**EXERCISE:** From the passage on optimization pitfalls, output word for word the section that begins at the words "dist_sq = dx*dx" and stops after "bottleneck (80/20 rule)".

**PROVIDED PASSAGE:**
.....

Pitfall 1: Premature Optimization (Most Common!)

Symptoms:

Jumping to complex solutions (multithreading) before measuring bottleneck
Micro-optimizing (sqrt → squared distance) without profiling
Optimizing code that's 1% of frame time

Why it fails:

You optimize the wrong thing (80% of time elsewhere)
Complex solutions add bugs without benefit
Time wasted that could go to real bottleneck

Example:

# BAD: Premature micro-optimization
# Replaced sqrt with squared distance (saves 0.1ms)
# But vision checks are only 1% of frame time!
dist_sq = dx*dx + dy*dy
if dist_sq < range_sq:  # Micro-optimization
    # ...

# GOOD: Profile first, found pathfinding is 80% of frame time
# Added path caching (saves 40ms!)
cached_path = path_cache.get(start, goal)
if cached_path:
    return cached_path

Solution:

✅ Profile FIRST - measure where time is actually spent
✅ Focus on top bottleneck (80/20 rule)
✅ Measure improvement - validate optimization helped
✅ Repeat - find next bottleneck

Quote: "Premature optimization is the root of all evil" - Donald Knuth

Pitfall 2: LOD Popping (Visual Artifacts)

Symptoms:

Units suddenly appear/disappear at LOD boundaries
Animation quality jumps (smooth → jerky)

.....

**PROVIDED MATERIAL:**
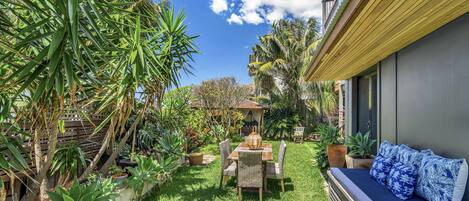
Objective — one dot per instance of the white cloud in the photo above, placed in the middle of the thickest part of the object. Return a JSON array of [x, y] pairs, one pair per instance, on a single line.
[[275, 15], [252, 17], [268, 11], [219, 6], [236, 19]]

.....

**EXPECTED OUTPUT:**
dist_sq = dx*dx + dy*dy
if dist_sq < range_sq:  # Micro-optimization
    # ...

# GOOD: Profile first, found pathfinding is 80% of frame time
# Added path caching (saves 40ms!)
cached_path = path_cache.get(start, goal)
if cached_path:
    return cached_path

Solution:

✅ Profile FIRST - measure where time is actually spent
✅ Focus on top bottleneck (80/20 rule)